:: Exercise ::
Extend the essay below about coming to Christian faith, picking up after its last sentence.

A new trajectory is before me. I stand on a precipice with a profoundly different perspective of life and living, the past, the present, the future, and while it’s scary there’s another truth prevailing…that if God does have a claim, a calling, a vision for how He wants to use me, then I can be assured he will provide the strength, the courage, and the way.
Whether I succeed or fail, doesn’t even really matter because he will use all of it for His good purpose. Whether or not I see the fruits doesn’t matter either, because if I do my part then I can rest in the trust that my life has not been in vain. Not that it could be anyway, because he simply loves me, and he lets me know it, day after day after day in the silent whispers, as he does with you.
Everything changes when we open our eyes, our hearts, our minds, our everything to let him in.
So many days – a lifetime, and so many ways seeking answers, signs, validation, belonging. A never ending, never fulfilling quest without knowing the language of God. So many illusionists claiming to be the Great I Am, without saturating oneself in the Word, it’s fair game for falling into false promises that pull one further and further away from the truth.
Yet, no matter the distance we travel, no matter the worldly or other-worldly ways that entice us or lull us, no matter in our fog of slumber that we descend into, we are not lost forever. One moment of turning our eyes and hearts up and we’ll find that we’ve not been forsaken, never have.
In a year that has literally that flipped from upside down to downside up, I find myself standing among over a thousand people and marvel in wonderment if it is all real. Shaking my head as if it’s been a dream. We are singing and clapping and moving in praise of the Lord.
My heart is pounding because shortly I’ll be up on that stage speaking to the crowd, sharing my coming to faith story. I haven’t been up on a stage in years and I never imagined that one day I would be talking about how Jesus saved me from a living dead.
Moments of wondering if this was real, if it was really God’s calling. Am I willing and ready to make such a public declaration. How did I get from living entrenched in a new age life to converting to Christianity, it seemed so bizarre.
And while yes, it was surreal beyond imagining, here I was. By the grace of God and only God, the only Living God, had my life been healed, transformed, filled up, and blessed in so many ways that I knew there was only one truth for me.
I prayed fervently, make me worthy of your calling. Give me strength, fill me with calm, may you be seen and heard in and through me.
I had been sick the past week. Knock down, Kleenex, tea, resting to the bone sick. First time in ten years and honestly didn’t think I’d be able to make it to service, much less speak.

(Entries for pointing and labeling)
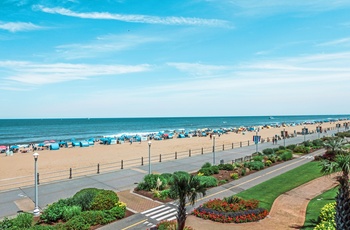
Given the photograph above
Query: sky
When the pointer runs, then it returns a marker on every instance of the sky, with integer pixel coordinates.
(153, 58)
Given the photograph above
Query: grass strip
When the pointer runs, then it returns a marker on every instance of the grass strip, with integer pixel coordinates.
(268, 191)
(314, 207)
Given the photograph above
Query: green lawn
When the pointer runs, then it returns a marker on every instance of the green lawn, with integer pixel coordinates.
(268, 191)
(315, 205)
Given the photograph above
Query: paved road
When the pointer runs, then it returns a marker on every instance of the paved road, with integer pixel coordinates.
(16, 200)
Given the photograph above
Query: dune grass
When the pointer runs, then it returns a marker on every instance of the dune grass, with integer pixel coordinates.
(268, 191)
(315, 205)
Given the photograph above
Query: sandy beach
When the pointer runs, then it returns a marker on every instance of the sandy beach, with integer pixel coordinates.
(21, 164)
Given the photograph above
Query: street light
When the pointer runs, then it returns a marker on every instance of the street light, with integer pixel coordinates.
(36, 208)
(213, 149)
(149, 157)
(256, 141)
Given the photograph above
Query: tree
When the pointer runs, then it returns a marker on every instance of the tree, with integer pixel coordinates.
(341, 163)
(186, 187)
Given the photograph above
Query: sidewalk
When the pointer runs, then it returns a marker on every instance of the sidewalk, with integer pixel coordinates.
(21, 199)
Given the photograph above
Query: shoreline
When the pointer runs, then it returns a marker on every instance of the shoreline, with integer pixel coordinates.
(21, 164)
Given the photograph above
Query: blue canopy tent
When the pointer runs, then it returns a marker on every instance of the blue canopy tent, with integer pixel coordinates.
(84, 144)
(54, 146)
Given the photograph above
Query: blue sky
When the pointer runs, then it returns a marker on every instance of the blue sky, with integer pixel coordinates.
(132, 58)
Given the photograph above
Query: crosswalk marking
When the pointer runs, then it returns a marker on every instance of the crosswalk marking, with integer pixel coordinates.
(158, 211)
(166, 216)
(152, 209)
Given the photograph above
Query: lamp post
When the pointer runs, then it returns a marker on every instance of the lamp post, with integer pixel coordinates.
(256, 142)
(36, 211)
(213, 149)
(149, 157)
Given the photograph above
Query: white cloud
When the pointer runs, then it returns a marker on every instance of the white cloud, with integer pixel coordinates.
(135, 18)
(40, 74)
(258, 7)
(19, 26)
(343, 41)
(103, 44)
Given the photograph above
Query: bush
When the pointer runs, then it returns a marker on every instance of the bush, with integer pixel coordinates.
(84, 198)
(300, 149)
(209, 181)
(256, 165)
(291, 147)
(77, 222)
(318, 143)
(268, 163)
(117, 212)
(6, 223)
(258, 158)
(150, 182)
(70, 211)
(23, 221)
(234, 176)
(228, 167)
(244, 172)
(206, 165)
(104, 200)
(215, 169)
(54, 212)
(268, 151)
(94, 217)
(206, 171)
(286, 156)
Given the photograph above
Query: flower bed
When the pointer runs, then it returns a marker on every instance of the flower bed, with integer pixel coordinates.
(231, 210)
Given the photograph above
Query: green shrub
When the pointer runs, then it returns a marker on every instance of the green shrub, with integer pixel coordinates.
(209, 181)
(206, 165)
(291, 147)
(318, 143)
(70, 211)
(258, 158)
(104, 200)
(54, 212)
(268, 151)
(256, 165)
(233, 199)
(268, 163)
(300, 149)
(215, 169)
(118, 212)
(6, 223)
(286, 156)
(166, 176)
(94, 217)
(243, 172)
(150, 182)
(234, 176)
(23, 221)
(84, 198)
(77, 222)
(228, 167)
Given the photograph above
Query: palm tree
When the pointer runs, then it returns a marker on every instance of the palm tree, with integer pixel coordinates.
(341, 163)
(186, 187)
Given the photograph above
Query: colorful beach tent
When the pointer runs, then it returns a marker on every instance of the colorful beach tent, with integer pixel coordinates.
(54, 146)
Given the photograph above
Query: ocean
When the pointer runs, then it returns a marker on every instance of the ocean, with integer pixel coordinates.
(22, 131)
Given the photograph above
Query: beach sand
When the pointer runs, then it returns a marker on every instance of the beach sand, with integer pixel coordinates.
(22, 164)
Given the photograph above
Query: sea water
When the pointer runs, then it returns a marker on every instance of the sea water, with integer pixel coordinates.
(21, 131)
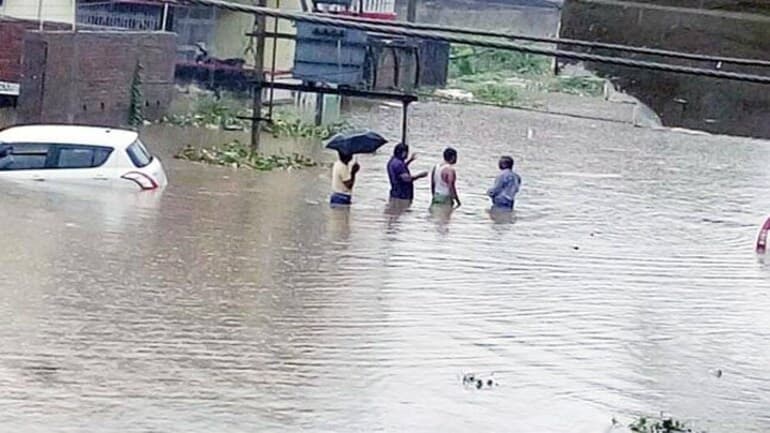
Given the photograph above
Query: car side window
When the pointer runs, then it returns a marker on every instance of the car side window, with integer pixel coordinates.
(23, 156)
(139, 154)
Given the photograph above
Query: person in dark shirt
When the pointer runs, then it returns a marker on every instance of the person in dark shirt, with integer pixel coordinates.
(401, 179)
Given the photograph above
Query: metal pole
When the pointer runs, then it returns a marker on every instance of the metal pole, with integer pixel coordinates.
(259, 70)
(411, 11)
(404, 121)
(74, 15)
(275, 56)
(40, 14)
(165, 17)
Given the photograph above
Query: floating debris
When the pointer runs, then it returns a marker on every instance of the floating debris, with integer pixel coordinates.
(474, 380)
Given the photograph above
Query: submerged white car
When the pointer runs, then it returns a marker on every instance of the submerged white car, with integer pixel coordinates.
(80, 155)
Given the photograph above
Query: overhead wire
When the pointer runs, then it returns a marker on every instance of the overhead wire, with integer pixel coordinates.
(437, 36)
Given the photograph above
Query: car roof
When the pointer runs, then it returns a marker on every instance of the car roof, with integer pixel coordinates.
(68, 134)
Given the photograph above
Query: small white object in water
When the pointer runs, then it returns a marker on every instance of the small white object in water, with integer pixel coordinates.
(530, 133)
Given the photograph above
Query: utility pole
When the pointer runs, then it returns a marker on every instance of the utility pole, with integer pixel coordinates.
(259, 77)
(411, 11)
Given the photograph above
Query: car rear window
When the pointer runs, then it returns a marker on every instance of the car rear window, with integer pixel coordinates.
(139, 154)
(82, 157)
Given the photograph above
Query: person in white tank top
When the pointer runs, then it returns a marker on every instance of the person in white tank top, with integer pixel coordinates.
(443, 180)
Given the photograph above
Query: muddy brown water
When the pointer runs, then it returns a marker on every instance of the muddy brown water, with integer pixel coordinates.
(239, 302)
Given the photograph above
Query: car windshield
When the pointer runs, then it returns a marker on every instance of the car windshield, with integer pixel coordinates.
(139, 154)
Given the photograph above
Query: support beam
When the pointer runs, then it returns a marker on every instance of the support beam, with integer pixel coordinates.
(259, 70)
(404, 121)
(411, 11)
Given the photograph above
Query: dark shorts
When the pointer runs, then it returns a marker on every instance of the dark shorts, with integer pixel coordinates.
(338, 199)
(502, 204)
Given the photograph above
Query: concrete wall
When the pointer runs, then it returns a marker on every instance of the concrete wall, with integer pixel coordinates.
(538, 18)
(709, 104)
(53, 10)
(85, 77)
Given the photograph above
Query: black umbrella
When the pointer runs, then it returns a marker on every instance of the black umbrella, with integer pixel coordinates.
(357, 142)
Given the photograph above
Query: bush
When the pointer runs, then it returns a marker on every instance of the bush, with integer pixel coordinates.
(236, 154)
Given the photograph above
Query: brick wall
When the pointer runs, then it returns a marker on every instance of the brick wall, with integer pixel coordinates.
(85, 77)
(11, 44)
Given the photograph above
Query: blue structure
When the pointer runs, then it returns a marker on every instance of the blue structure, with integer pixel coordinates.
(329, 54)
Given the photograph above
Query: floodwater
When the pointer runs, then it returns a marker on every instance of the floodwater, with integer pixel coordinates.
(239, 302)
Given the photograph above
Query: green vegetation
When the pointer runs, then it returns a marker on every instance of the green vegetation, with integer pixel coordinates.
(511, 78)
(237, 155)
(467, 60)
(212, 113)
(664, 425)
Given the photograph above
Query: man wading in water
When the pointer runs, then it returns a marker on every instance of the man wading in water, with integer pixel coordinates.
(401, 179)
(343, 180)
(443, 180)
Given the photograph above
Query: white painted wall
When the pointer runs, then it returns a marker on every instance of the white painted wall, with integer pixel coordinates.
(62, 11)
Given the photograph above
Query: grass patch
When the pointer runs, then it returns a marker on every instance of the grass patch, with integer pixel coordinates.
(465, 60)
(663, 425)
(212, 113)
(236, 154)
(492, 93)
(506, 78)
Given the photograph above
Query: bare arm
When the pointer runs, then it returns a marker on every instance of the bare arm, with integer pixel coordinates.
(432, 182)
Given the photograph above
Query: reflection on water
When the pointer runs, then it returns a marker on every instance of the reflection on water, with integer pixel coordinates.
(240, 302)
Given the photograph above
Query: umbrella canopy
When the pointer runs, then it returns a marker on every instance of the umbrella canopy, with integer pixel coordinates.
(358, 142)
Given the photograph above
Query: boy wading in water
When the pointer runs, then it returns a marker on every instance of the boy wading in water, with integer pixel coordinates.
(343, 180)
(401, 179)
(443, 180)
(503, 192)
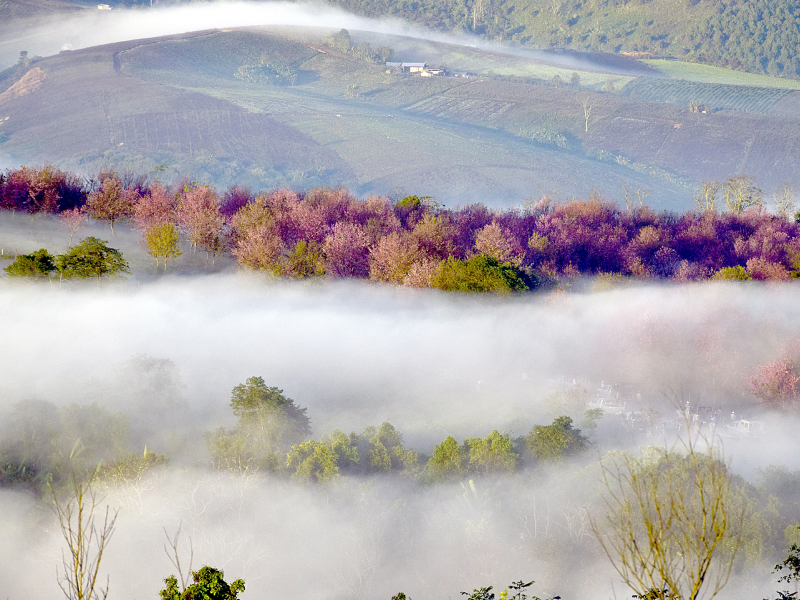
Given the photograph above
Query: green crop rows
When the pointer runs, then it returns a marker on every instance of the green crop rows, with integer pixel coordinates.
(713, 96)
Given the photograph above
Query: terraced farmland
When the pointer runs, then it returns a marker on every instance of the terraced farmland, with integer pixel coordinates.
(715, 96)
(462, 109)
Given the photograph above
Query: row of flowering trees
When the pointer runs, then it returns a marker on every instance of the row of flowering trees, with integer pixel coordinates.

:: Task response ::
Three congregations coming together in one service. Over a thousand people.
Public speaking is something I persevere with great hidden anxiety. My saving grace here was in reminding myself that it was not about me. It was simply me standing up for the God who had revealed himself to me, who has been giving me a new heart, a new mind, and new eyes and ears.
But with each passing moment getting closer to my cue, my throat parched in cracking dryness, I’m reaching for mints, I’m reaching for water, and again. I worried it would have me stumble and cough, desperate for thirst.
The energy, from floor to third tier balcony was high and pulsing. I’m now backstage, waiting in the shadows of light with monitors and technicians. The stage looks huge. The choir and band, three congregations wide and deep.
A shift begins to happen. Now I’m feeling gratitude filling up and ready to pour out. I get to do this.
There is the cue and I walk out behind my sister-in-law Lisa who will introduce me.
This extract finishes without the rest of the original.